Records supplied:
◆ ◆ ◆ ◆ ◆

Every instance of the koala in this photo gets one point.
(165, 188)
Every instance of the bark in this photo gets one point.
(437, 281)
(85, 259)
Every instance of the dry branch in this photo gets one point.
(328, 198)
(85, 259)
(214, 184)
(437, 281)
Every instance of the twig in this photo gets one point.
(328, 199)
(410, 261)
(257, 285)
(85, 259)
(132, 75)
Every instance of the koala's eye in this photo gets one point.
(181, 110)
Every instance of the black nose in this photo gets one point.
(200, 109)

◆ ◆ ◆ ◆ ◆

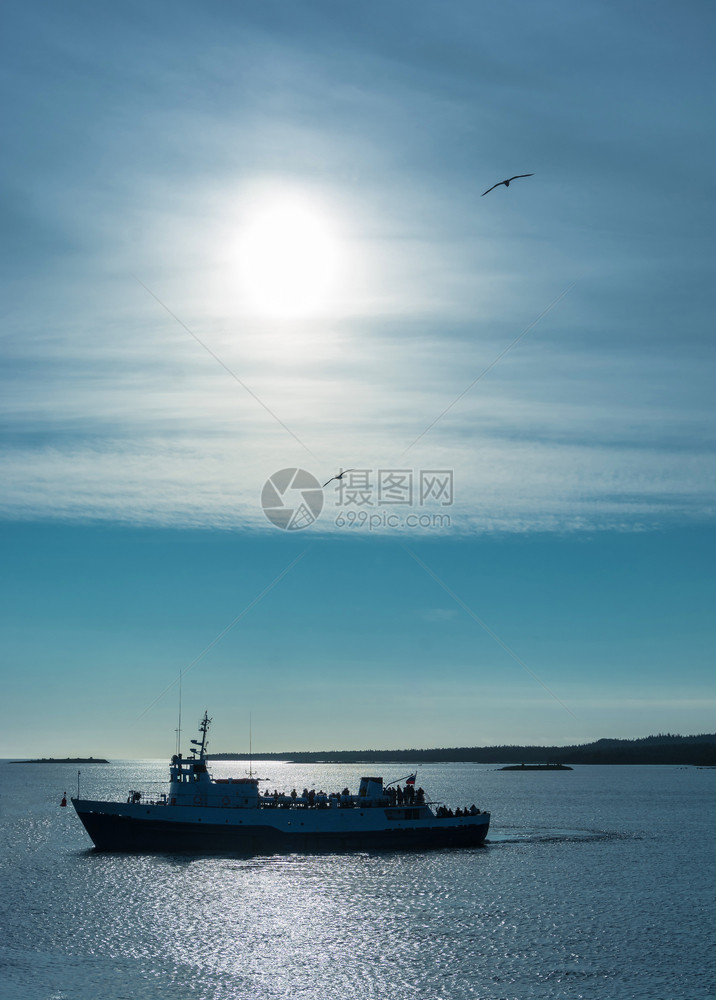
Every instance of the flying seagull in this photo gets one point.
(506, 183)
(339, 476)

◆ ◆ ◆ ◆ ◆

Exercise goal:
Filter the material above, copying each line that contains the string "koala", with case counting.

The answer:
Every instance of the koala in this photo gets one point.
Every instance of the koala's eye in this photo gets one point.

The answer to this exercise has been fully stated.